GOALS:
- 1) In the text on the UPSC journey, about what percentage of aspirants pass each year?
- 2) Please rewrite the text on the UPSC journey between "When Your Brain" and "mode for years.", inclusive, switching "nightmare" to "bad dream".

TEXT SHOWN:
################

You left your job in 2018. It’s 2025. Seven years. Three Prelims cleared. Two Mains failed. Your family stopped asking about results. Your friends moved on to marriages, promotions, lives. And you? You’re still in that same coaching center seat, watching nineteen-year-olds discuss Polity while you memorize the same notes for the fourth time.
This is how you keep going.
Not with motivational quotes. Not with “one more attempt” mantras. But with the truth nobody wants to tell you: the UPSC journey doesn’t just test your knowledge—it tests whether you’ll choose yourself over a dream that might be slowly destroying you.
Over 1.3 million aspirants appear for UPSC annually, yet only about 0.2% pass. The numbers aren’t just statistics. They’re years of people’s lives, relationships that dissolved, mental health that crumbled, and identities built entirely around a single exam.
Let’s talk about what happens in those years. The parts coaching institutes don’t cover in their “success mantras.”
When Your Brain Becomes a Battlefield: The 3 AM Panic Edition
Picture this: It’s 3 AM. You wake up sweating, heart racing. Not from a nightmare about Current Affairs. From a dream where you’re sitting in Dholpur House, and the interviewer asks your name—and you’ve forgotten it.
Research involving 203 UPSC aspirants found that over 53% rated their mental health as poor or somewhat poor. Your anxiety isn’t weakness. It’s your nervous system screaming that it’s been in fight-or-flight mode for years.

################

DATA SUPPLIED:
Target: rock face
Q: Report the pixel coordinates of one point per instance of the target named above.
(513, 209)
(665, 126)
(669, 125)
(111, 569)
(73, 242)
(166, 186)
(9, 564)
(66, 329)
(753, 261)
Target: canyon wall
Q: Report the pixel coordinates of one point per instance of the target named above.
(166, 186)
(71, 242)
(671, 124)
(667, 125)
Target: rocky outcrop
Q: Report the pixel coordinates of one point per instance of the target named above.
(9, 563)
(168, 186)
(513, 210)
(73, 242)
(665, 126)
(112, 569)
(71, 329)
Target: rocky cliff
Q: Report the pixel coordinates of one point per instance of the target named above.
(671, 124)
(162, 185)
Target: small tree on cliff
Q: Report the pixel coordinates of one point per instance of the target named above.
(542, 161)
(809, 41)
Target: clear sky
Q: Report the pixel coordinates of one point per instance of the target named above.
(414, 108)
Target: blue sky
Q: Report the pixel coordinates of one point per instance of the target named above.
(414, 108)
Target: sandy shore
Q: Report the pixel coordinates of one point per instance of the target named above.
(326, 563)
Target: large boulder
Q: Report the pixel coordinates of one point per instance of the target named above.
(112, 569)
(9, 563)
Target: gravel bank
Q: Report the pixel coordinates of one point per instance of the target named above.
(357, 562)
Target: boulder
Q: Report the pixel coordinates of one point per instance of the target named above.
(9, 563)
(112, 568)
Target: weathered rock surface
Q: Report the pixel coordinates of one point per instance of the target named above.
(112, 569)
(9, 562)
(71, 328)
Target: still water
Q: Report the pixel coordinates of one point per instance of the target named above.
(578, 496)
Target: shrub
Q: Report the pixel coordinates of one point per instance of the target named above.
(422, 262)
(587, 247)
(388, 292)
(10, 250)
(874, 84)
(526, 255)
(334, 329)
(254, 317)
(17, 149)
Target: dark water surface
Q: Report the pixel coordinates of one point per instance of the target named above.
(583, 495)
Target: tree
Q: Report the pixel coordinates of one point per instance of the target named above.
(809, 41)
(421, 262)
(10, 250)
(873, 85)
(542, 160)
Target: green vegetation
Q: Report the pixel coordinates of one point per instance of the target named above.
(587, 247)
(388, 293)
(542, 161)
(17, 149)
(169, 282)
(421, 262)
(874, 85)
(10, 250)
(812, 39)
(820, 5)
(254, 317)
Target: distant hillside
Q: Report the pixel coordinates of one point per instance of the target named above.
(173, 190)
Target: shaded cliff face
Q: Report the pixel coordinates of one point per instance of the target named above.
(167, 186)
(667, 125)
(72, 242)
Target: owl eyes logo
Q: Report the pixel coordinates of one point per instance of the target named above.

################

ANSWER LIST:
- 1) About 0.2%.

- 2)
When Your Brain Becomes a Battlefield: The 3 AM Panic Edition
Picture this: It’s 3 AM. You wake up sweating, heart racing. Not from a bad dream about Current Affairs. From a dream where you’re sitting in Dholpur House, and the interviewer asks your name—and you’ve forgotten it.
Research involving 203 UPSC aspirants found that over 53% rated their mental health as poor or somewhat poor. Your anxiety isn’t weakness. It’s your nervous system screaming that it’s been in fight-or-flight mode for years.